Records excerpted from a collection
- - - -

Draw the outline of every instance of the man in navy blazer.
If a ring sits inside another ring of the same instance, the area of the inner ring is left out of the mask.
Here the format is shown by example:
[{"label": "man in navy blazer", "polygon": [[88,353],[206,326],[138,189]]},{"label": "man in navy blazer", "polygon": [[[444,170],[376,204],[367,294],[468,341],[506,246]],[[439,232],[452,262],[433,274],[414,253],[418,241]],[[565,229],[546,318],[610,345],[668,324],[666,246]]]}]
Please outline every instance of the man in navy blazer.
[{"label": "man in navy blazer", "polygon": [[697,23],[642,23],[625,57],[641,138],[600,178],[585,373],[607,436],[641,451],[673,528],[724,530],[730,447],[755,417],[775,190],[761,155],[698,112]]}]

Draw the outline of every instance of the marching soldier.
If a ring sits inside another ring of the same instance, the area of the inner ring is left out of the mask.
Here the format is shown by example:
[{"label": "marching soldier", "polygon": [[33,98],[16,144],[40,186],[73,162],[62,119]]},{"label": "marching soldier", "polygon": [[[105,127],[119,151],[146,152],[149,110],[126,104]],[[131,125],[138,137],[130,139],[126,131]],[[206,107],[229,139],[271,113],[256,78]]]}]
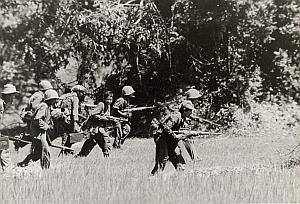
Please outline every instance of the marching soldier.
[{"label": "marching soldier", "polygon": [[[113,105],[113,116],[127,120],[132,116],[130,112],[124,112],[124,110],[130,108],[130,99],[134,98],[134,93],[135,90],[131,86],[124,86],[122,88],[122,96],[118,98]],[[129,122],[117,121],[113,147],[120,148],[130,131],[131,127]]]},{"label": "marching soldier", "polygon": [[[71,93],[63,94],[60,97],[60,108],[64,114],[64,121],[55,123],[58,134],[62,136],[62,145],[71,147],[70,133],[80,132],[79,111],[80,104],[84,101],[86,88],[82,85],[75,85],[71,89]],[[71,153],[68,150],[65,154]]]},{"label": "marching soldier", "polygon": [[47,80],[42,80],[39,83],[39,90],[31,95],[29,98],[27,107],[24,109],[22,113],[22,118],[24,118],[24,122],[30,123],[33,113],[36,111],[37,107],[40,103],[42,103],[44,99],[44,93],[48,89],[53,89],[52,84]]},{"label": "marching soldier", "polygon": [[51,109],[55,108],[58,100],[58,93],[49,89],[44,94],[44,102],[40,103],[33,115],[30,124],[30,136],[33,139],[30,154],[18,166],[25,167],[32,161],[40,160],[41,167],[50,167],[50,150],[48,145],[48,134],[53,129]]},{"label": "marching soldier", "polygon": [[[30,123],[33,119],[33,114],[36,112],[38,106],[43,102],[45,91],[49,89],[53,89],[52,84],[48,80],[41,80],[39,83],[39,90],[30,96],[27,106],[22,110],[21,118],[27,124],[28,131],[30,130]],[[15,149],[18,150],[20,147],[25,146],[26,143],[14,142],[14,145]]]},{"label": "marching soldier", "polygon": [[155,166],[151,171],[152,175],[163,171],[168,160],[176,170],[184,170],[185,160],[178,148],[178,142],[184,137],[176,135],[173,131],[178,131],[185,126],[186,119],[191,116],[193,110],[194,105],[187,101],[182,103],[179,112],[171,113],[164,108],[158,118],[152,120],[150,134],[154,137],[156,144]]},{"label": "marching soldier", "polygon": [[110,151],[110,138],[109,138],[109,127],[114,125],[114,121],[110,121],[105,116],[111,115],[111,104],[113,101],[113,93],[107,91],[104,93],[104,103],[100,102],[95,109],[90,112],[90,117],[86,124],[83,126],[83,130],[89,129],[90,138],[87,139],[80,152],[76,157],[86,157],[92,151],[92,149],[99,145],[102,149],[103,156],[109,157]]},{"label": "marching soldier", "polygon": [[[18,93],[18,91],[16,90],[16,87],[14,85],[6,84],[1,93],[3,100],[0,98],[0,121],[2,123],[4,110],[7,106],[13,104],[14,95]],[[0,165],[2,170],[6,170],[13,166],[9,155],[9,149],[0,149]]]},{"label": "marching soldier", "polygon": [[[186,92],[186,99],[183,103],[187,103],[188,101],[190,101],[194,106],[197,102],[197,100],[200,98],[200,93],[197,89],[191,88]],[[192,139],[185,139],[182,140],[188,154],[190,155],[191,159],[194,160],[195,159],[195,146],[194,146],[194,141]]]}]

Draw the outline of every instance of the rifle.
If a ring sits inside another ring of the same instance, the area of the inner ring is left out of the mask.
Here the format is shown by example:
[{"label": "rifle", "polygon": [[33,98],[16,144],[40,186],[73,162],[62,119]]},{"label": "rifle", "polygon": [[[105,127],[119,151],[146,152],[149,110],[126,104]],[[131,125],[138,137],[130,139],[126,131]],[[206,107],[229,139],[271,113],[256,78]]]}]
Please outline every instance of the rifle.
[{"label": "rifle", "polygon": [[120,121],[120,122],[128,122],[128,119],[126,118],[118,118],[110,115],[103,115],[100,117],[100,120],[108,120],[108,121]]},{"label": "rifle", "polygon": [[136,107],[136,108],[127,108],[127,109],[124,109],[123,111],[124,112],[135,112],[135,111],[150,110],[150,109],[154,109],[154,108],[156,108],[156,106],[150,106],[150,107],[143,106],[143,107]]},{"label": "rifle", "polygon": [[221,135],[221,133],[217,132],[204,132],[204,131],[195,131],[195,130],[178,130],[178,131],[173,131],[175,134],[183,134],[184,137],[180,139],[188,139],[190,137],[202,137],[203,135]]},{"label": "rifle", "polygon": [[[27,141],[27,140],[22,140],[18,137],[11,137],[11,136],[7,136],[7,135],[3,135],[4,137],[8,137],[9,140],[11,141],[15,141],[15,142],[24,142],[26,144],[31,144],[32,141]],[[34,138],[33,138],[34,139]],[[54,148],[58,148],[58,149],[62,149],[62,150],[70,150],[70,151],[75,151],[74,149],[70,148],[70,147],[65,147],[65,146],[61,146],[61,145],[56,145],[56,144],[52,144],[50,142],[49,144],[50,147],[54,147]]]},{"label": "rifle", "polygon": [[81,106],[84,108],[96,108],[97,107],[97,105],[88,104],[88,103],[82,103]]},{"label": "rifle", "polygon": [[218,123],[212,122],[212,121],[210,121],[210,120],[207,120],[207,119],[204,119],[204,118],[201,118],[201,117],[193,116],[193,117],[191,117],[191,119],[193,119],[193,120],[200,120],[200,121],[209,123],[209,124],[211,124],[211,125],[215,125],[215,126],[217,126],[217,127],[222,127],[222,125],[220,125],[220,124],[218,124]]}]

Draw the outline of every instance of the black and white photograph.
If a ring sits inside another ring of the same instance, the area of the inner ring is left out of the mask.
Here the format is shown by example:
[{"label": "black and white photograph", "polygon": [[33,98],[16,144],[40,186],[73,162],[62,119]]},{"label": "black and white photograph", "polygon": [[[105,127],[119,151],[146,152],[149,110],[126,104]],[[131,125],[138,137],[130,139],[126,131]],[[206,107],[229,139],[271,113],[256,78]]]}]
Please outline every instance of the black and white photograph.
[{"label": "black and white photograph", "polygon": [[0,204],[300,203],[299,0],[0,0]]}]

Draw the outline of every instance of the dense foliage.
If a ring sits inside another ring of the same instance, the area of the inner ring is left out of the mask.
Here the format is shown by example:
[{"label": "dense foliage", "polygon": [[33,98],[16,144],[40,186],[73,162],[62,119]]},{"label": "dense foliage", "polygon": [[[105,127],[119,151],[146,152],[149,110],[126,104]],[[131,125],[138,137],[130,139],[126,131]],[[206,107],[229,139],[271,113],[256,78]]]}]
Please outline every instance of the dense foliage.
[{"label": "dense foliage", "polygon": [[300,100],[298,0],[3,0],[0,9],[1,85],[26,91],[51,78],[119,94],[129,84],[141,104],[195,86],[201,114],[225,123],[231,104]]}]

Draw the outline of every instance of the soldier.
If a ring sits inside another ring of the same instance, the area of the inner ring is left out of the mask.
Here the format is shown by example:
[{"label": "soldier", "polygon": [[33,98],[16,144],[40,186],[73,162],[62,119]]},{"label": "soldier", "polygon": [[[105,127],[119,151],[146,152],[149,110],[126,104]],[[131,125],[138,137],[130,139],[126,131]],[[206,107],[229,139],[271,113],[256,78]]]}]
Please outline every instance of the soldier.
[{"label": "soldier", "polygon": [[[118,98],[113,105],[113,116],[123,119],[130,119],[132,114],[124,112],[125,109],[130,108],[130,99],[134,98],[135,91],[131,86],[124,86],[122,88],[122,96]],[[131,127],[129,122],[116,122],[115,127],[115,141],[113,147],[120,148],[124,143],[126,137],[130,133]]]},{"label": "soldier", "polygon": [[[71,147],[70,133],[80,132],[79,111],[80,103],[84,101],[86,88],[82,85],[75,85],[71,89],[71,93],[63,94],[60,97],[60,108],[64,114],[64,121],[55,123],[58,134],[62,136],[62,145]],[[71,153],[69,150],[64,151],[65,154]]]},{"label": "soldier", "polygon": [[185,160],[178,148],[178,142],[183,139],[183,135],[176,135],[177,131],[185,126],[186,119],[191,116],[194,105],[190,102],[182,103],[179,112],[168,112],[162,109],[158,118],[151,122],[150,134],[154,137],[156,144],[155,166],[151,171],[155,175],[158,171],[163,171],[168,160],[178,171],[184,170]]},{"label": "soldier", "polygon": [[30,124],[30,136],[33,139],[30,154],[18,166],[25,167],[32,161],[40,160],[41,167],[50,167],[50,150],[48,134],[53,129],[51,110],[55,108],[58,93],[49,89],[44,94],[44,102],[40,103]]},{"label": "soldier", "polygon": [[[1,93],[3,100],[0,98],[0,121],[2,123],[4,110],[7,106],[13,104],[14,95],[18,93],[18,91],[16,90],[16,87],[14,85],[6,84]],[[0,149],[0,165],[2,170],[6,170],[13,166],[9,155],[9,149]]]},{"label": "soldier", "polygon": [[[186,99],[183,103],[186,103],[187,101],[190,101],[194,106],[197,102],[197,100],[200,98],[200,93],[197,89],[191,88],[186,92]],[[194,141],[192,139],[184,139],[182,140],[188,154],[190,155],[191,159],[194,160],[196,158],[195,156],[195,146]]]},{"label": "soldier", "polygon": [[[34,113],[44,100],[45,91],[49,89],[53,89],[52,84],[48,80],[41,80],[39,83],[39,90],[31,95],[27,106],[22,110],[21,118],[27,124],[27,131],[30,130],[30,123]],[[22,139],[26,140],[26,137],[23,137]],[[14,142],[14,145],[15,149],[18,150],[19,148],[24,147],[26,143]]]},{"label": "soldier", "polygon": [[88,156],[96,144],[98,144],[102,149],[103,156],[109,157],[109,127],[114,124],[113,121],[109,121],[103,116],[111,115],[110,106],[112,101],[113,93],[111,91],[107,91],[104,93],[104,103],[100,102],[97,107],[90,112],[91,116],[82,128],[83,130],[90,130],[90,138],[84,142],[80,152],[76,155],[76,157]]}]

- - - -

GOAL OF THE EXERCISE
Report each line of the data in which "Draw" occurs.

WRITTEN RESPONSE
Draw the outline of every instance of the man in navy blazer.
Draw the outline of every instance of the marching soldier.
Draw the outline of every instance of the rifle.
Draw the outline of every instance of the black and white photograph.
Draw the outline of every instance of the dense foliage.
Draw the outline of every instance of the soldier.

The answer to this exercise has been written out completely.